## Passage
---*---
Harris Scott Solomon

Sally Dalton Robinson Professor

As a medical anthropologist, I am interested in the dynamic relations between medicine and everyday social and political life. My work is primarily based in urban India, and I also conduct research in the US.

My most recent work is a book project, entitled Lifelines: The Traffic of Trauma (Duke University Press, 2022). Lifelines is an ethnographic study of road and railway injuries and of trauma surgery. Its aim is to understand injury and movement as problems that must be thought together, and argues that medicine itself must be understood in terms of movements. It is based on five years of ethnographic research on traffic accidents in Mumbai, primarily in the trauma ward of one of the city's largest public hospitals. Lifelines tracks traumatic injury as the accident moves through different domains: the conveyance of accidents to the hospital, triage, surgery, the involvement of families and police, intensive care, autopsy, and recovery with disability after discharge. The research for Lifelines was supported by a CAREER Award (Faculty Early Career Development Program) from the National Science Foundation Cultural Anthropology Program.
---*---
## Tasks to perform
A) According to the profile, which award supported the research for Lifelines?
B) Extract the part of the profile between "Sally Dalton Robinson" and "research in the US.", inclusive.

## Given material
---*---
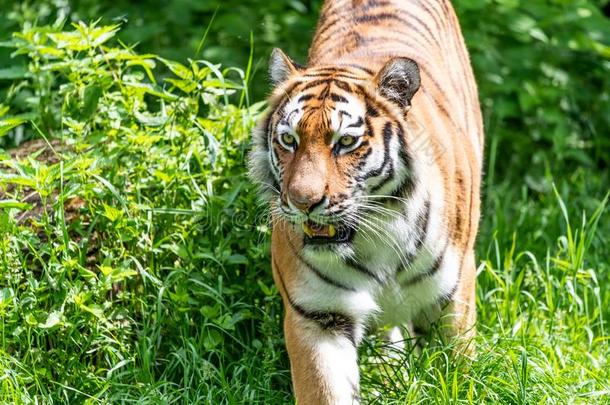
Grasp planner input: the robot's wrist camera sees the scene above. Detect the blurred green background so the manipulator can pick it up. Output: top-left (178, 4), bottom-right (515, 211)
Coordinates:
top-left (0, 0), bottom-right (610, 175)
top-left (0, 0), bottom-right (610, 404)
---*---
## Results for each task
A) A CAREER Award (Faculty Early Career Development Program) from the National Science Foundation Cultural Anthropology Program.

B)
Sally Dalton Robinson Professor

As a medical anthropologist, I am interested in the dynamic relations between medicine and everyday social and political life. My work is primarily based in urban India, and I also conduct research in the US.